• _What you will do_
Look through the listing below, and wherever a line has the string "written", pull it out.

• _Recorded data_
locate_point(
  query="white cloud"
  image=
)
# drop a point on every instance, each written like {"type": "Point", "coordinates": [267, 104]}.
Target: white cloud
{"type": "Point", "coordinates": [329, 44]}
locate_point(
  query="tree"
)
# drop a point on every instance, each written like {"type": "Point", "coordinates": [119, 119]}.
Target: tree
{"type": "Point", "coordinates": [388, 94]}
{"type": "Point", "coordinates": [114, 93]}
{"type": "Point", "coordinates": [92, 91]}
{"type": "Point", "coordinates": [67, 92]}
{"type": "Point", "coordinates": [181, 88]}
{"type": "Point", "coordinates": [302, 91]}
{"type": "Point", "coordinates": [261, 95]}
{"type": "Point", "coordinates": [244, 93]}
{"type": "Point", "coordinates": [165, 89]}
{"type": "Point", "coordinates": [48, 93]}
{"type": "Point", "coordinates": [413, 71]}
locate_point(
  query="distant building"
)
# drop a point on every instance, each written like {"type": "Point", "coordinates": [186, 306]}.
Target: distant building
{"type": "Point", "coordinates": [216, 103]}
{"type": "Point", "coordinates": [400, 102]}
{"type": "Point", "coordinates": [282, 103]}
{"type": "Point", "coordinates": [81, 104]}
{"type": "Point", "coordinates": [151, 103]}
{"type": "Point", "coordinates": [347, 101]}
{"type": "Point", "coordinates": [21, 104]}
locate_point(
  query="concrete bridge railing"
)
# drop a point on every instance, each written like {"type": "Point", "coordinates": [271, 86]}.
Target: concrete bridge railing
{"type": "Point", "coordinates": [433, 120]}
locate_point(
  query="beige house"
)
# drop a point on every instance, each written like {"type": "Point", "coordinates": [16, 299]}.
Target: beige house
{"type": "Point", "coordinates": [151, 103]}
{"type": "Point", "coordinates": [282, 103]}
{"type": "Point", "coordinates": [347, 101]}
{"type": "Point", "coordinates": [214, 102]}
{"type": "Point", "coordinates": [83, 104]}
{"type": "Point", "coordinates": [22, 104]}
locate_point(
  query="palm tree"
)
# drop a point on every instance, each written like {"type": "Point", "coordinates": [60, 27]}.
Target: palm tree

• _Answer box_
# drop a point on every instance, each written like {"type": "Point", "coordinates": [267, 104]}.
# drop a point on every instance, each written like {"type": "Point", "coordinates": [119, 119]}.
# drop a point on every instance, each written like {"type": "Point", "coordinates": [186, 306]}.
# drop a point on every instance, each written like {"type": "Point", "coordinates": [271, 86]}.
# drop a point on every instance, each written like {"type": "Point", "coordinates": [16, 299]}.
# drop a point on every instance, each written like {"type": "Point", "coordinates": [60, 27]}.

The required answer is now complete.